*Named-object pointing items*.
━━━━━━━━━━━━━━━━

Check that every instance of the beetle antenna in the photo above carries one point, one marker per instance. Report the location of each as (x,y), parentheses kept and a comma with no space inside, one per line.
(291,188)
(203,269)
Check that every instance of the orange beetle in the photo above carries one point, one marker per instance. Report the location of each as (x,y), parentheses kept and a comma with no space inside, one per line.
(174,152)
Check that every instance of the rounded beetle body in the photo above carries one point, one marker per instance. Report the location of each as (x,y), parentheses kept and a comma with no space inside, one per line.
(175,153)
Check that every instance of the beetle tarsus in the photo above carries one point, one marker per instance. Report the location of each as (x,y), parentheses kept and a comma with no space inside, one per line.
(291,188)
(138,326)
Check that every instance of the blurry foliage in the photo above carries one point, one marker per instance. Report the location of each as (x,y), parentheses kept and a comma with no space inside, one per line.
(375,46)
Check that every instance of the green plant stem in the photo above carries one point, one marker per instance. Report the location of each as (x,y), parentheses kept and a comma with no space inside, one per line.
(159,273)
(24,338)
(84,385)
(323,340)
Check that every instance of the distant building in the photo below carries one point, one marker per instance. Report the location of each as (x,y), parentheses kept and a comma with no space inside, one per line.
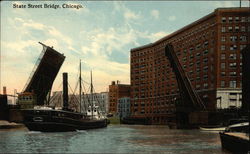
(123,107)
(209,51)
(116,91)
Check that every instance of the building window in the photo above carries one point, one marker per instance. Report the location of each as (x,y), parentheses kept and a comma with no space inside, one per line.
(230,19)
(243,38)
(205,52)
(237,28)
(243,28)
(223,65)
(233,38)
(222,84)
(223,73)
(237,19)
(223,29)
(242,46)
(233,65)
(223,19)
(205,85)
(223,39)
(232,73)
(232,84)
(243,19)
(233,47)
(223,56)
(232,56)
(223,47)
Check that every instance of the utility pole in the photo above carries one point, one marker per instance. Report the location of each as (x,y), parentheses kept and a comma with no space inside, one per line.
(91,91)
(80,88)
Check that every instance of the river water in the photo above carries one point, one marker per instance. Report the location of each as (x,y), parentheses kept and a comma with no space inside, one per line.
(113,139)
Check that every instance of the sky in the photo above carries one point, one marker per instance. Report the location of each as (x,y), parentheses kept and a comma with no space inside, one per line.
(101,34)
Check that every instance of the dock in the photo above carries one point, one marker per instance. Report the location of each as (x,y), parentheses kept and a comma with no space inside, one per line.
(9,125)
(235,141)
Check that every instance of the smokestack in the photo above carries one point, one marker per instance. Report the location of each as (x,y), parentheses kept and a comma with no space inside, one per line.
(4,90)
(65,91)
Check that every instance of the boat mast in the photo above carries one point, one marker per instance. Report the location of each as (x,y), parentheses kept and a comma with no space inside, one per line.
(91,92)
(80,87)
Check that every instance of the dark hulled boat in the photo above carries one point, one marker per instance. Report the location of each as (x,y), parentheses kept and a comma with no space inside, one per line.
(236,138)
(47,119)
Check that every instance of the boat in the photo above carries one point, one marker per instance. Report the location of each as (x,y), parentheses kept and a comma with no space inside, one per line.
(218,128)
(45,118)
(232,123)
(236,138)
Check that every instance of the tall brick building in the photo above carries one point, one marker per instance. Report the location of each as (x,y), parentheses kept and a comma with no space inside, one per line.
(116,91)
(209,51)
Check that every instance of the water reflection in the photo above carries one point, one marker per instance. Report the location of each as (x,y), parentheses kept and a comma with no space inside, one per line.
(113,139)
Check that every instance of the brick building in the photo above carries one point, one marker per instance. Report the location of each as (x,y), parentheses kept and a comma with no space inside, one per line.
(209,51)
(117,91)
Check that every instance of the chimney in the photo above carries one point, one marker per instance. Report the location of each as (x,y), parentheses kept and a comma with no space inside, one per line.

━━━━━━━━━━━━━━━━

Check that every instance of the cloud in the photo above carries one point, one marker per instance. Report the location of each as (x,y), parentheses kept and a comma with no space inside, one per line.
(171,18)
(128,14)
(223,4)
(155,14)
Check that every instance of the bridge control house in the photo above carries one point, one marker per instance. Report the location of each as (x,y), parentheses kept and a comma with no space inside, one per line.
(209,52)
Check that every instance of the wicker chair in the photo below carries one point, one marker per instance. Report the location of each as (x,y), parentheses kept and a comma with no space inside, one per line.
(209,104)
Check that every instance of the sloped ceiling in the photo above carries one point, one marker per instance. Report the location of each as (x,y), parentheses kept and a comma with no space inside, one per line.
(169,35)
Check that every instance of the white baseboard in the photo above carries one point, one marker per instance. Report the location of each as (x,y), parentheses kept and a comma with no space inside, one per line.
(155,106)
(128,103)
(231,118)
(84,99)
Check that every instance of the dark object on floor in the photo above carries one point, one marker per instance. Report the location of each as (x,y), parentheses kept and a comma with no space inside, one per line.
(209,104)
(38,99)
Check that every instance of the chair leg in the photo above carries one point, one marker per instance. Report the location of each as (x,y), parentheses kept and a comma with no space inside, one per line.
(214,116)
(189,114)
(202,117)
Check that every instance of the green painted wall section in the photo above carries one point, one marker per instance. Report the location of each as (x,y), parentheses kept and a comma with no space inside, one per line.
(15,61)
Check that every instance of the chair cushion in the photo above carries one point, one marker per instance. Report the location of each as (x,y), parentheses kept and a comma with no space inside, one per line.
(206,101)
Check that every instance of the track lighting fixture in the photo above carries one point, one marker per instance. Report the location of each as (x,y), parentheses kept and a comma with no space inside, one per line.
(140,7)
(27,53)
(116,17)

━━━━━━━━━━━━━━━━

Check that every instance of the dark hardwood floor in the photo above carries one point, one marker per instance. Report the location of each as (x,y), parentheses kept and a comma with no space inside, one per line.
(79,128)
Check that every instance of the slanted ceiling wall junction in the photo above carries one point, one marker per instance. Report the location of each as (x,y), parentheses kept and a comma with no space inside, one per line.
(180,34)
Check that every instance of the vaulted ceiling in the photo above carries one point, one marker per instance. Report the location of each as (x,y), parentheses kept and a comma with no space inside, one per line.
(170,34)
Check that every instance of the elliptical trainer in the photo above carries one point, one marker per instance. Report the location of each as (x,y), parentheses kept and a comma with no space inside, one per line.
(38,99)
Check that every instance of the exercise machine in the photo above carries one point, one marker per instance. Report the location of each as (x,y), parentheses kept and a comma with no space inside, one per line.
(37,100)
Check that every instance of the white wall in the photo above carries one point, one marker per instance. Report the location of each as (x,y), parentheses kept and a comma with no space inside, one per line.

━━━━━━━━━━━━━━━━

Could you gather every line from the items above that contains the string "boat" and copy each of those lines in full? Matching is case-sensitive.

*Answer for this exercise*.
Check that every instance of the boat mast in the photo above carries one point, one marker per instance. Report the location of each as (x,y), parentheses kept and a comma with no space inside, one per line.
Check that every instance of the dark hulled boat in the photo above carries one point, one marker per instance. Report the location of each as (x,y), parentheses kept and a comma with no space inside, one per line.
Check that every instance of the boat in the photo above carries one point, one marker per instance. Report the location of each as (x,y), parentheses kept and a comma with no space inside, one per line.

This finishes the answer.